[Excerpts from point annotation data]

────────────────

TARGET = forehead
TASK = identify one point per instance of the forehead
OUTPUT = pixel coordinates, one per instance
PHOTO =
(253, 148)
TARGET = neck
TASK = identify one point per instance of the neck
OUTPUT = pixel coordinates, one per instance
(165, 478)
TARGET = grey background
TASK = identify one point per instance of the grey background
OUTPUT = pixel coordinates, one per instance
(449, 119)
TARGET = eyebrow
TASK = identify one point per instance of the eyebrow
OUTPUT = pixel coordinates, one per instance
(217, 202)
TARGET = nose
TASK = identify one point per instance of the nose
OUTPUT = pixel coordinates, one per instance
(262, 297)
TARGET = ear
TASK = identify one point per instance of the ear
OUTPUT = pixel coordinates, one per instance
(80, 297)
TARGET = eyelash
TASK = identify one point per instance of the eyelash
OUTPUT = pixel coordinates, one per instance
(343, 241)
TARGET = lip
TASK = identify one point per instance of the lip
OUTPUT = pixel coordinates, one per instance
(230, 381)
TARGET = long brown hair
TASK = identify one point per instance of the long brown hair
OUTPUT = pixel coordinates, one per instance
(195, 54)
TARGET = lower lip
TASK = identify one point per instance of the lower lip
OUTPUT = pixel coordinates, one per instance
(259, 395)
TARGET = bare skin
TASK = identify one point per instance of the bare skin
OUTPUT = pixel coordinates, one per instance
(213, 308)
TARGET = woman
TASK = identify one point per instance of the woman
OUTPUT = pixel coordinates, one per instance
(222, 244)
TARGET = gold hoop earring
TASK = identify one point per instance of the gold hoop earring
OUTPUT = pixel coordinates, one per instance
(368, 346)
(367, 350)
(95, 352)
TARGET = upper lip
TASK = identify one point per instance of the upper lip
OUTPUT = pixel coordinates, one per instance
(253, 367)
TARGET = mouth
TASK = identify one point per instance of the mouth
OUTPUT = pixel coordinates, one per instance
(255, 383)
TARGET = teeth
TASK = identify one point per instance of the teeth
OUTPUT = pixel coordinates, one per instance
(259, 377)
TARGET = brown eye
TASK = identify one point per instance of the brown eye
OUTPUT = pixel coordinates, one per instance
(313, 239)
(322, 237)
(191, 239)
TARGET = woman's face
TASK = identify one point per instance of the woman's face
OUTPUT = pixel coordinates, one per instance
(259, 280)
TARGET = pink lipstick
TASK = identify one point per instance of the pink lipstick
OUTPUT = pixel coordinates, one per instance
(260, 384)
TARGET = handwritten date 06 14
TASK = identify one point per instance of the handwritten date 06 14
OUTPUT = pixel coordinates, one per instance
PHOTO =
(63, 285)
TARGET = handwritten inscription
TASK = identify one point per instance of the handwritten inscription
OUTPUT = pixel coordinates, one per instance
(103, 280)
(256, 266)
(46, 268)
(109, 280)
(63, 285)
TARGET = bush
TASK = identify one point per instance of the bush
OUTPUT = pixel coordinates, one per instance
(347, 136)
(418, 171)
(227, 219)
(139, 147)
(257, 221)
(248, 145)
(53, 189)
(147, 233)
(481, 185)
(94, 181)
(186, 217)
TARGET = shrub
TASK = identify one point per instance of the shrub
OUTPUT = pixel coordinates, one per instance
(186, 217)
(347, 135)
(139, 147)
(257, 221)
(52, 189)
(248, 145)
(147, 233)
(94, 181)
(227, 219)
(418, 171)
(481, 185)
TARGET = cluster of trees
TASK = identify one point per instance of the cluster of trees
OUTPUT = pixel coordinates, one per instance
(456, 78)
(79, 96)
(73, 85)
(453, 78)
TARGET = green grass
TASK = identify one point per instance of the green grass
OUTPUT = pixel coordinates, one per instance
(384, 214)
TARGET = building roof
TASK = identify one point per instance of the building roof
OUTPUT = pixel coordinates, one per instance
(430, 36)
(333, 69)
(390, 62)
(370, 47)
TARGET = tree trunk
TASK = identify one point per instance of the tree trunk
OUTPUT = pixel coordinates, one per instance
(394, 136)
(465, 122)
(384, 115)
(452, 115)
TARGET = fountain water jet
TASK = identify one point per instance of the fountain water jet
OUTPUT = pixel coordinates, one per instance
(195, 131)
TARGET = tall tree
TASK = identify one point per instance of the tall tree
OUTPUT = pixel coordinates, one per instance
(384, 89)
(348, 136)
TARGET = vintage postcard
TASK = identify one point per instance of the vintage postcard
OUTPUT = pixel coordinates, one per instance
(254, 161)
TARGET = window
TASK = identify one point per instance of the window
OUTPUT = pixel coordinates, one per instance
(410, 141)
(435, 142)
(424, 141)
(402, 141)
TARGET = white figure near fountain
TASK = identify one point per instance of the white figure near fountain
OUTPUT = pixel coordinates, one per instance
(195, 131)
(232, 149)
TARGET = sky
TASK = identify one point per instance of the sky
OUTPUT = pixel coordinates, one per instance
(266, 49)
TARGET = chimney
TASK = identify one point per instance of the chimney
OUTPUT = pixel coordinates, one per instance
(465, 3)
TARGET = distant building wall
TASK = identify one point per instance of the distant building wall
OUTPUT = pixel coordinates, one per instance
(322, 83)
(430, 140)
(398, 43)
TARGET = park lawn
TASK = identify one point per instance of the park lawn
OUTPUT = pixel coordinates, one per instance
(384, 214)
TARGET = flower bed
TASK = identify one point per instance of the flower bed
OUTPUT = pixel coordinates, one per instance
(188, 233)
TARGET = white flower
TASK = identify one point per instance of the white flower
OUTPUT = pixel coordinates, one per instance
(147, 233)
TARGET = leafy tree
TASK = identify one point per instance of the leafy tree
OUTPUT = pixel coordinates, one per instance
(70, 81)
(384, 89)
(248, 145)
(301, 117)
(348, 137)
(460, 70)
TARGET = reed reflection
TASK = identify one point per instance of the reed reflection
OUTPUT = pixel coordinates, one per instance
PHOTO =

────────────────

## PROMPT
Can you give every line above again, exactly as written?

## WORKED ANSWER
TARGET = forehead
TASK = identify one point per instance of the forehead
OUTPUT = pixel coordinates, one per instance
PHOTO =
(253, 148)
TARGET = neck
TASK = identify one point per instance of the neck
OUTPUT = pixel coordinates, one per instance
(165, 478)
TARGET = grey background
TASK = identify one point per instance of the grey background
OUTPUT = pixel coordinates, one per instance
(449, 119)
TARGET = eyebrow
TASK = identify one point per instance of the eyebrow
OUTPUT = pixel coordinates, one per instance
(217, 202)
TARGET = nose
TASK = identify one point per instance of the nose
OUTPUT = pixel coordinates, one per instance
(262, 297)
TARGET = ear
TASK = identify one point per instance of the ear
OUTPUT = pixel coordinates, one per instance
(80, 297)
TARGET = eyelash
TASK = identify one point per instance of the eyelash
OUTPUT = pixel coordinates, one per instance
(343, 241)
TARGET = lip
TASK = identify one point per instance of the lip
OUTPUT = pixel coordinates, one per instance
(230, 381)
TARGET = long brown hair
TASK = identify one point per instance of the long brown hair
OUTPUT = pixel coordinates, one per instance
(195, 54)
TARGET = lower lip
TASK = identify one point per instance of the lower lip
OUTPUT = pixel coordinates, one per instance
(259, 395)
TARGET = bare skin
TASK = identify one point per instance of the bare skin
OUTPUT = pixel coordinates, one per instance
(213, 308)
TARGET = woman
TASK = identify one point per instance of the woman
OUTPUT = pixel coordinates, one per instance
(222, 244)
TARGET = gold hoop earring
TASK = identify one point per instance of the gold hoop earring
OUTPUT = pixel coordinates, one per instance
(368, 346)
(367, 350)
(95, 352)
TARGET = upper lip
TASK = identify one point per instance of the upper lip
OUTPUT = pixel coordinates, one per instance
(253, 367)
TARGET = mouth
TASK = identify one point per instance of the mouth
OUTPUT = pixel coordinates, one per instance
(255, 383)
TARGET = teeth
TASK = identify one point per instance of the teeth
OUTPUT = pixel coordinates, one per instance
(259, 377)
TARGET = brown eye
TASK = identify one point per instance of the brown eye
OUTPUT = pixel coordinates, one per instance
(313, 239)
(322, 237)
(191, 239)
TARGET = woman's face
TASK = identify one point per instance of the woman's face
OUTPUT = pixel coordinates, one per instance
(259, 280)
TARGET = pink lipstick
TASK = identify one point per instance of the pink lipstick
OUTPUT = pixel coordinates, one per instance
(260, 384)
TARGET = handwritten date 06 14
TASK = identify one point per instance of the handwritten date 06 14
OUTPUT = pixel coordinates, one per instance
PHOTO =
(63, 285)
TARGET = handwritten inscription
TASK = identify one point per instance of the handwritten inscription
OUTPUT = pixel coordinates, one per instance
(103, 280)
(256, 266)
(46, 268)
(109, 280)
(63, 285)
TARGET = bush
TASK = identify one point per instance of the bush
OUTPUT = pixel coordinates, one per instance
(347, 136)
(418, 171)
(227, 219)
(139, 147)
(257, 221)
(248, 145)
(53, 189)
(147, 233)
(481, 185)
(94, 181)
(186, 217)
TARGET = shrub
TASK = identify one point per instance of the shrub
OUTPUT = pixel coordinates, one per instance
(186, 217)
(347, 135)
(139, 147)
(257, 221)
(52, 189)
(248, 145)
(147, 233)
(94, 181)
(227, 219)
(418, 171)
(481, 185)
TARGET = cluster of trees
TASK = identify one point per instance of the cluster of trees
OUTPUT = pixel coordinates, one per instance
(456, 78)
(79, 96)
(73, 85)
(453, 78)
TARGET = green grass
TASK = identify one point per instance of the green grass
OUTPUT = pixel coordinates, one per instance
(384, 214)
TARGET = building roof
TASK = identify one point per instance of the building roof
OUTPUT = pixel coordinates, one per instance
(430, 36)
(333, 69)
(390, 62)
(370, 47)
TARGET = tree trunk
TASK = identify one point per instance of the tree trunk
OUTPUT = pixel coordinates, one per instance
(394, 136)
(465, 122)
(384, 115)
(452, 115)
TARGET = fountain water jet
TASK = identify one point per instance of the fountain water jet
OUTPUT = pixel coordinates, one per instance
(195, 131)
TARGET = tall tree
TASK = identify one point per instance of the tall tree
OUTPUT = pixel coordinates, one per instance
(384, 89)
(348, 136)
TARGET = vintage postcard
TASK = identify one point per instance of the vintage postcard
OUTPUT = pixel coordinates, one per instance
(254, 161)
TARGET = window
TASK = identify one point per instance of the window
OUTPUT = pixel coordinates, one per instance
(410, 141)
(435, 142)
(424, 141)
(402, 141)
TARGET = white figure near fountain
TASK = identify one point per instance of the white figure near fountain
OUTPUT = pixel coordinates, one per instance
(195, 131)
(232, 149)
TARGET = sky
TASK = identify one point per instance of the sky
OUTPUT = pixel coordinates, one per instance
(266, 49)
TARGET = chimney
TASK = identify one point per instance of the chimney
OUTPUT = pixel coordinates, one per instance
(465, 3)
TARGET = distant building wall
TASK = identify one point per instance of the distant building wall
OUTPUT = pixel coordinates, one per instance
(322, 83)
(430, 140)
(398, 43)
TARGET = park lawn
TASK = identify one point per instance of the park lawn
OUTPUT = pixel coordinates, one per instance
(384, 214)
TARGET = flower bed
TASK = identify one point per instance of the flower bed
OUTPUT = pixel coordinates, one per instance
(188, 233)
TARGET = white flower
TASK = identify one point per instance of the white flower
OUTPUT = pixel coordinates, one per instance
(147, 233)
TARGET = leafy tree
TASK = identify one point per instance of the leafy tree
OUTPUT = pixel coordinates, one per instance
(70, 81)
(384, 89)
(248, 145)
(301, 117)
(348, 137)
(460, 70)
TARGET = reed reflection
TASK = identify one point per instance of the reed reflection
OUTPUT = pixel coordinates, one per instance
PHOTO =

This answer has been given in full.